Items for segmentation labeling ▸
------------------------------------------------------------
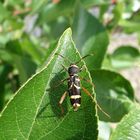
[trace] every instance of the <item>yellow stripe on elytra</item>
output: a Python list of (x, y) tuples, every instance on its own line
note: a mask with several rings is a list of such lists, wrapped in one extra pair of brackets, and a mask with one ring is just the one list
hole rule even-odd
[(81, 95), (71, 95), (70, 98), (71, 99), (78, 99), (78, 98), (81, 98)]
[(79, 86), (77, 86), (77, 85), (75, 85), (75, 84), (74, 84), (74, 86), (75, 86), (77, 89), (80, 89), (80, 87), (79, 87)]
------------------------------------------------------------
Task to complete ▸ Turn the data above into a numbered list with one line per entry, skipping any blank lines and omitting the picture.

The answer ▸
1. [trace] every instance of the <item>yellow stripe on elytra</item>
2. output: a Python list of (x, y) tuples, every instance on its own line
3. note: a mask with several rings is a list of such lists, wrapped in one extra pair of brackets, and a mask with one ring is just the one list
4. hole rule even-odd
5. [(81, 95), (71, 95), (70, 98), (71, 99), (78, 99), (78, 98), (81, 98)]
6. [(79, 86), (77, 86), (77, 85), (75, 85), (75, 84), (74, 84), (74, 86), (75, 86), (77, 89), (80, 89), (80, 87), (79, 87)]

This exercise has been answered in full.